Directions>
Answer these questions from the text on Quebec mining below.
1. How much money will Quebec spend from 2020 to 2025 to encourage junior mining companies?
2. With which government did Quebec sign a Grand Alliance agreement in February?
3. Above which parallel does Quebec's assessment agency have no jurisdiction?

From 2020 to 2025, Quebec will spend $90 million to encourage junior mining companies, seek investors, and open up areas for the mines.

“CSMs (critical and strategic minerals) are everywhere,” Energy and Natural Resources Minister Jonatan Julien said. “They are indispensable.”
Julien said people living in the mining regions of northern Quebec, including Indigenous nations, would participate in the developments.
“We can’t do this without the Aboriginals,” Julien said.

Quebec signed a Grand Alliance agreement in February with the Cree Nation government of northern Quebec, but has no such arrangement with the Innu and other First Nations in whose territory the mineral deposits are found.

Deposits of rare-earth metals, nickel, cooper, cobalt, and platinum are located in Inuit territory.

The agreement calls for better planning, a possible railway line into Cree territory, and a port on James Bay to ship out the minerals.

Ugo Lapointe, coordinator of MiningWatch Canada, said: “The ministers responsible continue to affirm publicly that mines in Quebec are already ‘the greenest in the world,’ which is simply false.”

Lapointe took issue with Quebec Environment Minister Benoit Charrette’s position that mining is well regulated in Quebec, and there’s no need to subject the projects to an environmental assessment.

Quebec’s assessment agency, the Bureau d’audiences publiques sur l’environment, has no jurisdiction above the 55th parallel, where many of the planned mining projects are located.

The federal and Ontario governments have committed $590 million, to be split 50-50, to produce battery-powered electric vehicles at the Ford assembly plant in Oakville, Ont.

Data rows>
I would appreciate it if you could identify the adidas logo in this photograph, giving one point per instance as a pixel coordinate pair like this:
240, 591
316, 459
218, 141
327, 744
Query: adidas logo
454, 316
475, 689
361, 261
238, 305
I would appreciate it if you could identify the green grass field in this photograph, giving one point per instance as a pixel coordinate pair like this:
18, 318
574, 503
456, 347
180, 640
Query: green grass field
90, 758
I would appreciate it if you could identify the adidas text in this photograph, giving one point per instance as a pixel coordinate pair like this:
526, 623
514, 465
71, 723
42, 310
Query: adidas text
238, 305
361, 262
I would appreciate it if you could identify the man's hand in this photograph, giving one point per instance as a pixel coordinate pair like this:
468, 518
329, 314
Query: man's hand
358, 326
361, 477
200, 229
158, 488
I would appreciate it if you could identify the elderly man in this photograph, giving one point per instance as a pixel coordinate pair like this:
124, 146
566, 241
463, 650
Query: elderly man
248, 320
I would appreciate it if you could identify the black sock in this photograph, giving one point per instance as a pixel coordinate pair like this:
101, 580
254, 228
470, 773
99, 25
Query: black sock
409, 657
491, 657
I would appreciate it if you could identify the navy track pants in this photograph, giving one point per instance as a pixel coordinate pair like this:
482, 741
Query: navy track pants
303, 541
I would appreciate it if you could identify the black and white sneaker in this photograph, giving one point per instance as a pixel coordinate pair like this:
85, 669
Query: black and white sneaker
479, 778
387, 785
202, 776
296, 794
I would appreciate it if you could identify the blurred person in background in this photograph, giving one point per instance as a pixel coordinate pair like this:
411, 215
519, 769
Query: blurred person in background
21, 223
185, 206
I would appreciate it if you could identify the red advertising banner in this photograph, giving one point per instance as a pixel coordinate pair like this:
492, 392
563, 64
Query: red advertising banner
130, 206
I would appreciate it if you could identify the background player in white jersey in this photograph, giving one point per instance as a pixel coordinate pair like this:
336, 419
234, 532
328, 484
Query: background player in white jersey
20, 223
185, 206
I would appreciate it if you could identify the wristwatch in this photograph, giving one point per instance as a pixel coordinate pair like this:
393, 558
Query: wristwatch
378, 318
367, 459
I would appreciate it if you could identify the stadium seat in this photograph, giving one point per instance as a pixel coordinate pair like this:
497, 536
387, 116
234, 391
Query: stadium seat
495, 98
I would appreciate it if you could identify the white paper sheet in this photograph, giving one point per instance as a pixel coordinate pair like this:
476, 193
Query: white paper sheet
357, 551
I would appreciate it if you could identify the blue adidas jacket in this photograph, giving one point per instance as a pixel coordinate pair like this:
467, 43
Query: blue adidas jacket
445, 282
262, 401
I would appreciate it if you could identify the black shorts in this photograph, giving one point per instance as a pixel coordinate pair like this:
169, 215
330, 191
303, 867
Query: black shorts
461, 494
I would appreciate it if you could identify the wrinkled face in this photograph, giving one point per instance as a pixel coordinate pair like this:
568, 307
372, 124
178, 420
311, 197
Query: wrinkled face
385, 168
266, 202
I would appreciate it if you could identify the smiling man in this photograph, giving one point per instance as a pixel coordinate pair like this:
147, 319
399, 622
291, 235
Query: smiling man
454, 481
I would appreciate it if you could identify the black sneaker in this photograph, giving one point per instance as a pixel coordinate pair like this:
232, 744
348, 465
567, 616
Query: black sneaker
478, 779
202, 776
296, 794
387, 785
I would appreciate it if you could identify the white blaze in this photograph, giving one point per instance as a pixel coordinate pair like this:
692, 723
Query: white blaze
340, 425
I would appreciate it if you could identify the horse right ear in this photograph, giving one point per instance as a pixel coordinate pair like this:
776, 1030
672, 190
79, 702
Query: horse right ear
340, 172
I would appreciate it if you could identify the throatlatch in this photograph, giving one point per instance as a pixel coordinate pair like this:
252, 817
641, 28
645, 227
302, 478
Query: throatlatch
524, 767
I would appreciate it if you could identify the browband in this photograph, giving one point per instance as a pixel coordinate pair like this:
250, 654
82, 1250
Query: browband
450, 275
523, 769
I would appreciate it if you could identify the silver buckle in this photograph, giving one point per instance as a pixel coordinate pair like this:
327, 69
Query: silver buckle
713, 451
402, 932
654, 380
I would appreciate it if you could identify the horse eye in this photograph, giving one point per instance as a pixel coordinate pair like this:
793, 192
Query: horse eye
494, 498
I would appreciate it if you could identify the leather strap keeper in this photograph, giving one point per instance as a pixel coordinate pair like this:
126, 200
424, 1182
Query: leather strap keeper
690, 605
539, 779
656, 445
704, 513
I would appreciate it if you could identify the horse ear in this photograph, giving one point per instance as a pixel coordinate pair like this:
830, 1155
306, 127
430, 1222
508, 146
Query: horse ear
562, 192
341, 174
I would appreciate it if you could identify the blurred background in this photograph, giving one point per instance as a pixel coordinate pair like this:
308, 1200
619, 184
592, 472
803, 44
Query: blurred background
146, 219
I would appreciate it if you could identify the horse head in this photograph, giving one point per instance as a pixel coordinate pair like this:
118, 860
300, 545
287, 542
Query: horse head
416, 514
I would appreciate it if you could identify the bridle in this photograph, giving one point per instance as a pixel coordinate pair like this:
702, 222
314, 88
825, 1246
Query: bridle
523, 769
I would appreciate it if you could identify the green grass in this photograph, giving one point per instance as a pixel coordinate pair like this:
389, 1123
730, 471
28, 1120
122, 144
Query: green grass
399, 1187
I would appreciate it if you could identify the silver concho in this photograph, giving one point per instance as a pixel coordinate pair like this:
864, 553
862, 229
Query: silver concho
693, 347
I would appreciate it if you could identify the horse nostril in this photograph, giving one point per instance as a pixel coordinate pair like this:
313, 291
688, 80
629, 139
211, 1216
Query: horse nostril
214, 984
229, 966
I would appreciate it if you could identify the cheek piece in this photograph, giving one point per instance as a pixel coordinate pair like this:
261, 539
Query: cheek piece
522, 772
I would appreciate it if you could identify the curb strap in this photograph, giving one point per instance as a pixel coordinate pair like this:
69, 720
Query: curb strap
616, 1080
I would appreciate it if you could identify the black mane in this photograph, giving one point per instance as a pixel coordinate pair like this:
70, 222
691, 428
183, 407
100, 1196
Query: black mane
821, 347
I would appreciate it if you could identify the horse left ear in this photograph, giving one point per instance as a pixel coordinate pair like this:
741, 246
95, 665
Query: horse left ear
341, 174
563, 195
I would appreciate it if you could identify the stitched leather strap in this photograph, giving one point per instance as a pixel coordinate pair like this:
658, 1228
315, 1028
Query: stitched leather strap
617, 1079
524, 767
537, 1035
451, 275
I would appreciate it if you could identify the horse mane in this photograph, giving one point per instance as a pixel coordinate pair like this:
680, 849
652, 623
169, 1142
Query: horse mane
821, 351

Complete output>
1. $90 million.
2. The Cree Nation government of northern Quebec.
3. The 55th parallel.